#### PASSAGE TO READ ####
An open letter published in The Star on Friday, 11 June 2021, by the Malaysian Fitness Coalition calling for the government to reopen fitness centres and reclassify gyms as an essential service.
The letter has argued that:
– The COVID-19 battle is a long-term uphill battle that has yet to see a silver lining, with 41% of the industry respondents (from 254 industry surveyees) saying that they would run out of cash for salaries, rent and utilities within the next 30 days.
– 87% of respondents reported that their employees’ gross income has declined by more than 40% since MCO 1.0
– 30% of the staffs had been laid off between MCO 2.0 and 3.0
– Gyms have the strictest SOPs and the lowest transmission rates by far with only one reported on-site transmission for every circa 2.85 million visits
– A person who is active is 50% more likely to have higher antibodies after a vaccine, compared to someone who is sedentary (Study published by the Glasgow Caledonian University)
As part of the fitness industry, we strongly support the arguments by the coalition. But before we irresponsibly call for the reclassification of fitness centres as essential services, we would also like to outline the other possibilities that the government and local fitness centres should play in tackling this matter.
Firstly, a steep decline in revenue across the industry is something that has been oversighted by the government which has led to the loss of a permanent income. Blue collar workers were still given the privilege to work from home but it is the polar opposite for fitness instructors. Many might argue that trainers can conduct their fitness training virtually but the pick up rate remains low, hence greatly reducing their income. The government should play an active role in finding alternative sources of income, or push for a full industry for them instead of just turning a blind eye. Personal trainers would not have the financial capacity to drive this transformation by themselves.
Secondly, fitness centres are struggling to pay their rent. Our encounters with gyms have told us that their membership renewal rate has dropped significantly as the public is wary of the transmission. In Singapore, a total of S$7.7 million grant will be provided to more than 500 establishments, in particular gyms and fitness studios, which will receive a one-time disbursement ranging from S$5,000 to S$100,000 for the three-week period in May. This will help them to find a footing again in the fitness industry, or at least a startup capital for a new business venture within the industry. (Source: Today Singapore, 11 May 2021)
Finally, reopen gyms but with tightened SOPs including the auditing of each gym’s set-up. Plastic barriers, distance between equipment, screening of gym goers, total number of visitors per session, personal trainer’s attire and conduct, can be among some of the necessities to break the transmission, with subsidies by the government to procure these items.
The downfall of an industry is a serious matter that should not be overlooked by the government. There are many success stories abroad that can be adapted in Malaysia and we hope that the government and industry players can be proactive in finding a solution instead of keeping mum towards the issue.
#### DATASET RECORDS ####
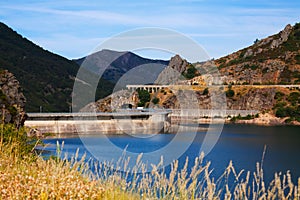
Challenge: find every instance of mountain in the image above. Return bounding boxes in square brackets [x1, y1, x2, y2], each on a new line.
[0, 23, 168, 112]
[0, 23, 112, 112]
[74, 49, 169, 83]
[214, 23, 300, 84]
[86, 23, 300, 125]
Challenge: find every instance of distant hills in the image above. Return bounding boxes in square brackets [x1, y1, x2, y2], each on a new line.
[0, 23, 167, 112]
[214, 23, 300, 85]
[0, 23, 300, 112]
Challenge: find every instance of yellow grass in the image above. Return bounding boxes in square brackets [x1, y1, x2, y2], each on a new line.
[0, 126, 300, 200]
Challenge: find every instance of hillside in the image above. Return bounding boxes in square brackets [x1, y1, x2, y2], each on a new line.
[215, 23, 300, 84]
[0, 23, 116, 112]
[86, 23, 300, 125]
[74, 49, 169, 83]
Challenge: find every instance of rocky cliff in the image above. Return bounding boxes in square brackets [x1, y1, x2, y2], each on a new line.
[215, 23, 300, 84]
[0, 70, 26, 127]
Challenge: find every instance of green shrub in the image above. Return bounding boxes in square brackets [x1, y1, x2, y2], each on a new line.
[152, 97, 159, 104]
[137, 89, 150, 107]
[202, 88, 209, 95]
[274, 91, 284, 101]
[287, 92, 300, 105]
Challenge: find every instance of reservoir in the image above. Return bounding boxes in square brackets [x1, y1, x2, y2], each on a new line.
[44, 124, 300, 183]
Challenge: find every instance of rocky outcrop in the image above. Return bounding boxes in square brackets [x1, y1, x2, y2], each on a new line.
[155, 55, 189, 85]
[215, 23, 300, 85]
[0, 70, 26, 127]
[80, 90, 139, 112]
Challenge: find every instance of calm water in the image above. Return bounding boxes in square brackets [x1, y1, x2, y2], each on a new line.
[44, 125, 300, 181]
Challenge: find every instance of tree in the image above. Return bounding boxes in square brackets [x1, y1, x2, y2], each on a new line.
[137, 89, 150, 106]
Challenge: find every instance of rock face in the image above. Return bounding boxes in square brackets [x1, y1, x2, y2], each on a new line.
[155, 55, 189, 85]
[215, 23, 300, 85]
[80, 90, 139, 112]
[0, 70, 26, 127]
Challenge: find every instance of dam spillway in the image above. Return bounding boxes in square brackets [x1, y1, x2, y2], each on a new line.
[25, 110, 169, 134]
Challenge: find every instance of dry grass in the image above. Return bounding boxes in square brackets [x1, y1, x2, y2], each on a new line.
[0, 126, 300, 200]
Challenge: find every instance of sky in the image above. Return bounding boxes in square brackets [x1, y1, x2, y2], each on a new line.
[0, 0, 300, 59]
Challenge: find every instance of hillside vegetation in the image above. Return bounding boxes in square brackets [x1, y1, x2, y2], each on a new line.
[215, 23, 300, 84]
[0, 23, 112, 112]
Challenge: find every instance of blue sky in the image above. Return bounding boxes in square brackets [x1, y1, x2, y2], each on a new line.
[0, 0, 300, 59]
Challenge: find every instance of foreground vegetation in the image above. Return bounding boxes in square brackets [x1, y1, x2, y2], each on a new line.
[0, 126, 300, 199]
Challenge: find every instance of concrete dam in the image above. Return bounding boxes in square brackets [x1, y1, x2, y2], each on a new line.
[25, 110, 170, 134]
[25, 109, 259, 134]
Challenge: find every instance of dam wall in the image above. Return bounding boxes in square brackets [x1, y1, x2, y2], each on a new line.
[25, 112, 170, 134]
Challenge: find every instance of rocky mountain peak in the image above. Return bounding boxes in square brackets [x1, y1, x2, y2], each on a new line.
[169, 55, 189, 74]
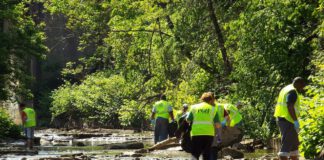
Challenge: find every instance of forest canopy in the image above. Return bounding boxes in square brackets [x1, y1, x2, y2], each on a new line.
[0, 0, 324, 157]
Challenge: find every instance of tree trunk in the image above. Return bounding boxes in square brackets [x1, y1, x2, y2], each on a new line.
[207, 0, 232, 75]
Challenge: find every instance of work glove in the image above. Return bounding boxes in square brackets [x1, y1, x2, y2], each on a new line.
[221, 119, 226, 127]
[294, 120, 299, 133]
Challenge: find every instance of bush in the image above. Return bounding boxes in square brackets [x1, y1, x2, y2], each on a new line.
[0, 109, 21, 139]
[300, 51, 324, 159]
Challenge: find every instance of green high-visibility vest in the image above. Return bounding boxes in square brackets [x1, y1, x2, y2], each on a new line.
[225, 104, 242, 127]
[274, 84, 300, 123]
[190, 102, 216, 136]
[154, 100, 171, 119]
[215, 103, 225, 122]
[23, 107, 36, 127]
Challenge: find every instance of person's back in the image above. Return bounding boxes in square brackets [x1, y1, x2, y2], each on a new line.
[274, 77, 306, 160]
[19, 103, 36, 149]
[187, 92, 218, 159]
[151, 95, 174, 143]
[23, 107, 36, 128]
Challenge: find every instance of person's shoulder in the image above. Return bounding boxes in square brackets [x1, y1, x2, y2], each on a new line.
[287, 90, 297, 95]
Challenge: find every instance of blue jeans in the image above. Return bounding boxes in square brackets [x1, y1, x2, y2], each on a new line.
[154, 117, 169, 144]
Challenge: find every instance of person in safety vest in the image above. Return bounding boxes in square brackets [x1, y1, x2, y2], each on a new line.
[176, 103, 189, 124]
[274, 77, 306, 160]
[224, 102, 242, 127]
[151, 95, 174, 144]
[187, 92, 220, 160]
[19, 103, 36, 149]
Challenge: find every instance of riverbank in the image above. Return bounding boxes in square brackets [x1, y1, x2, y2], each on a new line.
[0, 129, 288, 159]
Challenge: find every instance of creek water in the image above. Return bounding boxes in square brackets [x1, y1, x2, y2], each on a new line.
[0, 130, 273, 160]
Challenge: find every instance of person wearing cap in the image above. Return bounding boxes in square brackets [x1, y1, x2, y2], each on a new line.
[19, 103, 36, 149]
[176, 103, 189, 124]
[274, 77, 306, 160]
[186, 92, 220, 160]
[151, 95, 174, 144]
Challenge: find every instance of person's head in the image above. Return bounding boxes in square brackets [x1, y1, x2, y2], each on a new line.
[182, 103, 189, 112]
[160, 94, 166, 100]
[293, 77, 306, 93]
[19, 103, 26, 110]
[200, 92, 215, 105]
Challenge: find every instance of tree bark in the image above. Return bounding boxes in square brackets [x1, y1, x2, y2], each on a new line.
[207, 0, 232, 75]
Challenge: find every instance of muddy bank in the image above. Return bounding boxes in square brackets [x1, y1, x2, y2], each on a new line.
[0, 129, 282, 159]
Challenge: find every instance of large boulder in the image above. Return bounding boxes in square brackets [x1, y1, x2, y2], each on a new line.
[218, 148, 244, 159]
[104, 141, 144, 149]
[212, 127, 243, 148]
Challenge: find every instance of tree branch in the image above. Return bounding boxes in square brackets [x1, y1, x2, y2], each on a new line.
[109, 29, 172, 37]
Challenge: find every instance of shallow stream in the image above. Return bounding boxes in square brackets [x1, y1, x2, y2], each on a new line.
[0, 129, 273, 160]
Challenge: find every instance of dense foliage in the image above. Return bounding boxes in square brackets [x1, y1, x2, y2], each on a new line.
[300, 50, 324, 159]
[0, 0, 324, 157]
[0, 108, 21, 139]
[0, 0, 47, 100]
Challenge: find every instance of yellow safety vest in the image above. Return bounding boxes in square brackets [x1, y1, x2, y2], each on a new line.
[23, 107, 36, 127]
[190, 102, 216, 136]
[215, 103, 225, 122]
[154, 100, 170, 119]
[274, 84, 300, 123]
[225, 104, 242, 127]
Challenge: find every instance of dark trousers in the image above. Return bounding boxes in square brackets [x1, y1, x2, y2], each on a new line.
[277, 117, 299, 153]
[154, 117, 169, 144]
[191, 136, 214, 160]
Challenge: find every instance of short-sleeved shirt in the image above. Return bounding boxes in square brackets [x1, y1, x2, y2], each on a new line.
[152, 106, 172, 113]
[286, 90, 297, 104]
[186, 108, 220, 123]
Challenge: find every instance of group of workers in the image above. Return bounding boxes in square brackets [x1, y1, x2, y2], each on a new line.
[151, 92, 242, 159]
[151, 77, 306, 160]
[19, 77, 306, 160]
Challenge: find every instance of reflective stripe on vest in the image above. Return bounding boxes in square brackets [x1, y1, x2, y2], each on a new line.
[215, 103, 224, 122]
[274, 84, 300, 123]
[225, 104, 242, 127]
[23, 107, 36, 127]
[190, 102, 216, 136]
[154, 100, 170, 119]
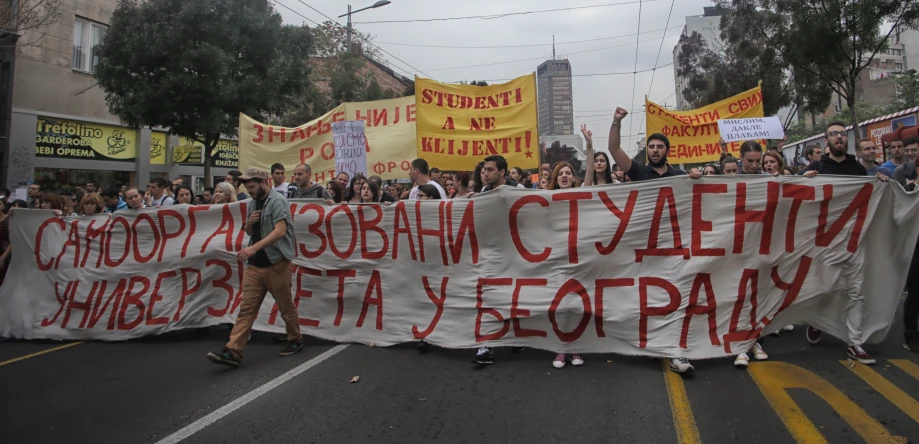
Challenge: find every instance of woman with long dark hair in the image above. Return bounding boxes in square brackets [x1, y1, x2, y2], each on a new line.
[581, 124, 618, 187]
[325, 179, 345, 203]
[344, 174, 367, 203]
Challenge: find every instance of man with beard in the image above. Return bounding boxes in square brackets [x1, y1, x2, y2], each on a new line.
[804, 122, 888, 365]
[609, 108, 702, 373]
[207, 168, 303, 367]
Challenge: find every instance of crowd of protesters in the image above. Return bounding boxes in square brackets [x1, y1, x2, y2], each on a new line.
[0, 108, 919, 373]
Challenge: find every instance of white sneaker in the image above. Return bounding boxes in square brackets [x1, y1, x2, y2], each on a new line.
[669, 358, 695, 373]
[552, 353, 565, 368]
[734, 353, 750, 368]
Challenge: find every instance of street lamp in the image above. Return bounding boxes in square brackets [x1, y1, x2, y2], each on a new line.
[338, 0, 392, 52]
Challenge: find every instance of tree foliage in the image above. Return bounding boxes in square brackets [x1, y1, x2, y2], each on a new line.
[95, 0, 312, 185]
[677, 9, 793, 115]
[715, 0, 919, 125]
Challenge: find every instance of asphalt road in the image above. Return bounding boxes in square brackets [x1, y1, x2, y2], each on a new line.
[0, 310, 919, 444]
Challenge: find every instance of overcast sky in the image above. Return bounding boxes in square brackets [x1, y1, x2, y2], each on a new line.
[274, 0, 712, 153]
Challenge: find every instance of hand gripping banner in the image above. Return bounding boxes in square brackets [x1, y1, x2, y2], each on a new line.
[0, 176, 919, 358]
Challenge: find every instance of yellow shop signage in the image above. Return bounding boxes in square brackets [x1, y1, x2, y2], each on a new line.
[35, 117, 137, 162]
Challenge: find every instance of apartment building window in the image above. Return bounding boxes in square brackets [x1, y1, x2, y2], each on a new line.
[71, 18, 106, 72]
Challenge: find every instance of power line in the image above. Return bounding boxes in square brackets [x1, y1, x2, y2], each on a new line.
[629, 0, 644, 138]
[427, 33, 673, 74]
[353, 0, 654, 25]
[629, 0, 676, 139]
[376, 25, 683, 49]
[274, 0, 437, 80]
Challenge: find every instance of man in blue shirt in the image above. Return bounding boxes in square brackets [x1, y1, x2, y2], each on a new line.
[881, 139, 906, 172]
[99, 187, 128, 213]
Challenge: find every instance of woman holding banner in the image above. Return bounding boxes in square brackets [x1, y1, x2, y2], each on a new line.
[581, 124, 619, 187]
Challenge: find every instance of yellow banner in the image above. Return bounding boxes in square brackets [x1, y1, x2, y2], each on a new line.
[150, 131, 169, 165]
[172, 137, 239, 169]
[415, 74, 539, 171]
[645, 86, 765, 164]
[35, 117, 137, 162]
[239, 96, 415, 182]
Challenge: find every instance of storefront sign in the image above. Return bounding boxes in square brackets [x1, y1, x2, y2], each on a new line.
[172, 137, 239, 168]
[866, 114, 916, 146]
[150, 131, 169, 165]
[35, 117, 137, 162]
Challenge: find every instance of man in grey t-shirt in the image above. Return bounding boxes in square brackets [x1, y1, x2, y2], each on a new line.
[207, 168, 303, 367]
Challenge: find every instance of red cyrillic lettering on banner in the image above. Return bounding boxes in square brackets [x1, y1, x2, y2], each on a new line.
[638, 277, 682, 348]
[103, 216, 132, 268]
[87, 279, 128, 330]
[205, 259, 236, 320]
[594, 278, 635, 338]
[325, 270, 357, 327]
[549, 279, 593, 342]
[415, 200, 448, 265]
[357, 270, 383, 331]
[724, 268, 763, 353]
[815, 183, 874, 253]
[680, 273, 721, 348]
[145, 268, 178, 325]
[294, 266, 322, 328]
[734, 182, 779, 255]
[118, 276, 150, 330]
[172, 268, 201, 322]
[41, 281, 74, 328]
[782, 183, 816, 253]
[508, 194, 552, 263]
[80, 219, 109, 268]
[763, 256, 813, 325]
[325, 205, 357, 259]
[176, 207, 203, 262]
[299, 204, 326, 259]
[200, 205, 237, 253]
[475, 278, 514, 342]
[412, 276, 450, 339]
[505, 279, 549, 338]
[635, 187, 689, 262]
[128, 213, 160, 264]
[445, 200, 479, 264]
[552, 191, 593, 264]
[35, 217, 67, 271]
[54, 220, 80, 270]
[357, 205, 389, 260]
[684, 183, 728, 256]
[596, 190, 638, 256]
[392, 201, 418, 261]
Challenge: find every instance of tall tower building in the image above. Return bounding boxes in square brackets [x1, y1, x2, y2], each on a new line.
[536, 57, 574, 136]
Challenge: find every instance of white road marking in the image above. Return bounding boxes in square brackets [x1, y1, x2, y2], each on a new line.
[156, 344, 349, 444]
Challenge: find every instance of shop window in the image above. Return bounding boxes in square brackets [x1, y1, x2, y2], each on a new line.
[71, 18, 107, 72]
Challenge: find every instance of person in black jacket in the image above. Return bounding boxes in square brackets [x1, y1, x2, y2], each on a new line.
[804, 122, 888, 365]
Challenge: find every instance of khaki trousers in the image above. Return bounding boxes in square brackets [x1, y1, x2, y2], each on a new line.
[226, 260, 303, 358]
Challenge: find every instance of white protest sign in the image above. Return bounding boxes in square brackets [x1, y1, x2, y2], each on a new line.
[718, 116, 785, 142]
[332, 120, 367, 177]
[0, 176, 919, 359]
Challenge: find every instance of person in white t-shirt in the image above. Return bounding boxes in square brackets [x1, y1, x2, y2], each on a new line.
[271, 163, 290, 197]
[408, 159, 447, 200]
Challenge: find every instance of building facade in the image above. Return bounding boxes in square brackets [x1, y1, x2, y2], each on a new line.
[673, 6, 722, 110]
[536, 59, 574, 136]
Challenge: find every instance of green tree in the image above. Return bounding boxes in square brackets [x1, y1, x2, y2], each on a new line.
[715, 0, 919, 125]
[889, 69, 919, 112]
[677, 9, 793, 115]
[95, 0, 312, 186]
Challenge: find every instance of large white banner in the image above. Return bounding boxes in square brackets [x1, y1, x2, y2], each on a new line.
[0, 176, 919, 358]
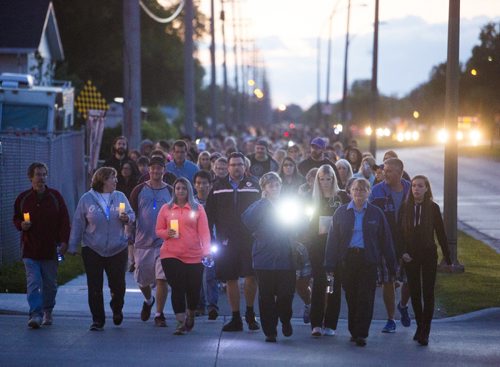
####
PROBLEM SET:
a – Reproduce part of the gym reopening article word for word, beginning at the words "Firstly, a steep" and stopping after "transformation by themselves.".
b – In the gym reopening article, what total grant amount will Singapore provide to gyms and fitness studios?
Use only the gym reopening article, not the records.

EXPECTED RESPONSES:
a –
Firstly, a steep decline in revenue across the industry is something that has been oversighted by the government which has led to the loss of a permanent income. Blue collar workers were still given the privilege to work from home but it is the polar opposite for fitness instructors. Many might argue that trainers can conduct their fitness training virtually but the pick up rate remains low, hence greatly reducing their income. The government should play an active role in finding alternative sources of income, or push for a full industry for them instead of just turning a blind eye. Personal trainers would not have the financial capacity to drive this transformation by themselves.

b – S$7.7 million